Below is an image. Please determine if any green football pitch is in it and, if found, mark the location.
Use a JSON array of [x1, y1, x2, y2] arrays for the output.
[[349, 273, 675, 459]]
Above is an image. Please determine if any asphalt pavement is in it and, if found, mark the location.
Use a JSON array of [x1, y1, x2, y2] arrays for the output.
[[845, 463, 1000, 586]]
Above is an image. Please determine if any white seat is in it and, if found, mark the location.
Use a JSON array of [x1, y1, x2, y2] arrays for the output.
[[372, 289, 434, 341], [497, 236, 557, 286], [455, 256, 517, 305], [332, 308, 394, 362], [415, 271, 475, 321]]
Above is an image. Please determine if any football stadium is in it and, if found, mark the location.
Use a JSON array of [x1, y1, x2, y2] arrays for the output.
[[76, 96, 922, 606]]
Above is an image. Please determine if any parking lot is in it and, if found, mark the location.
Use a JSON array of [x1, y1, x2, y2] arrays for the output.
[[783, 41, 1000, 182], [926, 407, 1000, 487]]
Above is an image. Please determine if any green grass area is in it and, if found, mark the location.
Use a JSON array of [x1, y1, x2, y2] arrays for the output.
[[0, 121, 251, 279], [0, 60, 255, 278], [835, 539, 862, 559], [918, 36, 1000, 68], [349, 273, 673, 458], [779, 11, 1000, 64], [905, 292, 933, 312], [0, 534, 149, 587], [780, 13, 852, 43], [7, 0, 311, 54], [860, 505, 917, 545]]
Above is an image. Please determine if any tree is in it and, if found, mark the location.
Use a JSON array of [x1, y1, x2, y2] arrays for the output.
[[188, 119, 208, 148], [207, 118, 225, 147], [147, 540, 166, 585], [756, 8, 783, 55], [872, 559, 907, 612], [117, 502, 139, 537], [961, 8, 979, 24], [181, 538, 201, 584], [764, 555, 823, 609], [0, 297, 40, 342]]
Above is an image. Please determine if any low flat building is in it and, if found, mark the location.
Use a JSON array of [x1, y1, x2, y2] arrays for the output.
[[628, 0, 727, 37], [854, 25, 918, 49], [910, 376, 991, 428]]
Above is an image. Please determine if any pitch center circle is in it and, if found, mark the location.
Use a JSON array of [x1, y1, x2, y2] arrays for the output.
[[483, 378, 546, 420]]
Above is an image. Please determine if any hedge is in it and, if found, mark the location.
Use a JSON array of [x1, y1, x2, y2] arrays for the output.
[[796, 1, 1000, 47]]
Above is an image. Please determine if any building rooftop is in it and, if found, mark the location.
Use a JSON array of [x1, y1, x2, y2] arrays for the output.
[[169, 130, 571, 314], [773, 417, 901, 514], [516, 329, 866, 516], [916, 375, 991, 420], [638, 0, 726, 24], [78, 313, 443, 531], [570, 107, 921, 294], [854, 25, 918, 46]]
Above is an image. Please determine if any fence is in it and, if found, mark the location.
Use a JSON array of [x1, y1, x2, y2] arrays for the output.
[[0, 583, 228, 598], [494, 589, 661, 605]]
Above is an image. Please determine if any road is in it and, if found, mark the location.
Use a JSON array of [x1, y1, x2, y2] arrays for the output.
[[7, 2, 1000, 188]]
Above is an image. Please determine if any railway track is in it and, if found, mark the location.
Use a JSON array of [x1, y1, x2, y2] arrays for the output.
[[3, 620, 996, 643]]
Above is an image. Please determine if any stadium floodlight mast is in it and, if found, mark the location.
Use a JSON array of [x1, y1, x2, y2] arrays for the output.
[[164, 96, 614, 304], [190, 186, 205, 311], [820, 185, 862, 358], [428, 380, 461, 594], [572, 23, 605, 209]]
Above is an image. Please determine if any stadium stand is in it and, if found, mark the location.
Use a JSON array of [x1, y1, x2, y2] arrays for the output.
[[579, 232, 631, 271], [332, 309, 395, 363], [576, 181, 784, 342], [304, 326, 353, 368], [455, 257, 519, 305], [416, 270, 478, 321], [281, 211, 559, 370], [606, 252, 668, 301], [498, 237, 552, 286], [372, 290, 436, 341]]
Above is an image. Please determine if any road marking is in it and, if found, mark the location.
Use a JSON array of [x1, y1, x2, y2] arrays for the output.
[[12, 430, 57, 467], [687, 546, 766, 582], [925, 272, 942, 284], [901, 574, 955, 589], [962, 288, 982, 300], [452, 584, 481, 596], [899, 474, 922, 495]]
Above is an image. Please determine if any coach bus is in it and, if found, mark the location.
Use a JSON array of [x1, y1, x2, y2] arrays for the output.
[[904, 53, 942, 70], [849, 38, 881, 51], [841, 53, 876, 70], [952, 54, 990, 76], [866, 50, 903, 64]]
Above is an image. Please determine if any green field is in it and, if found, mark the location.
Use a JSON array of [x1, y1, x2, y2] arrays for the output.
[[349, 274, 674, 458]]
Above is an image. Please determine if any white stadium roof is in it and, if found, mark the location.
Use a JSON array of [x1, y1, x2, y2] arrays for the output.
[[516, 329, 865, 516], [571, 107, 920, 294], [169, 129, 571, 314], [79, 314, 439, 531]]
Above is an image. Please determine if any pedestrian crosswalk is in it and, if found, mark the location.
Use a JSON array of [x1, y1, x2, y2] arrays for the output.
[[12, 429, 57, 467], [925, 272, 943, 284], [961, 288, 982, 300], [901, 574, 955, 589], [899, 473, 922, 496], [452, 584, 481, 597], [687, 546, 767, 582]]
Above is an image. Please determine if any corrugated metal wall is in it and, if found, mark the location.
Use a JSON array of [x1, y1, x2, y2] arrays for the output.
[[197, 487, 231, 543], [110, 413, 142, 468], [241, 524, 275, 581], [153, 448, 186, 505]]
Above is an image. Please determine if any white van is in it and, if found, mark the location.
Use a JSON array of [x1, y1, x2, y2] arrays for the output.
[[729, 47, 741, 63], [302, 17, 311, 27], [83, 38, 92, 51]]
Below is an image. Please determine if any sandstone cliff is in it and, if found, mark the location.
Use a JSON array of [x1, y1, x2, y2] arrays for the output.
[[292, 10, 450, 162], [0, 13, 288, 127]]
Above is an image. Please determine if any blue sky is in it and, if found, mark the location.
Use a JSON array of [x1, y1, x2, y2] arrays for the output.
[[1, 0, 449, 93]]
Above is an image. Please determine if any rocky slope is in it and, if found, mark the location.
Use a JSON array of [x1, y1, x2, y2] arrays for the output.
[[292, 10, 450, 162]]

──────────

● PROBLEM DETAILS
I need every line from the material that contains the word "green".

● FINISHED EXERCISE
Below is an image. Please determine if any green football pitch is in it and, if found, mark the location.
Above is an image. Please determine if any green grass area is in it and, if found, mark the location.
Above is an image. Please determine if any green field is in it and, if found, mark the location.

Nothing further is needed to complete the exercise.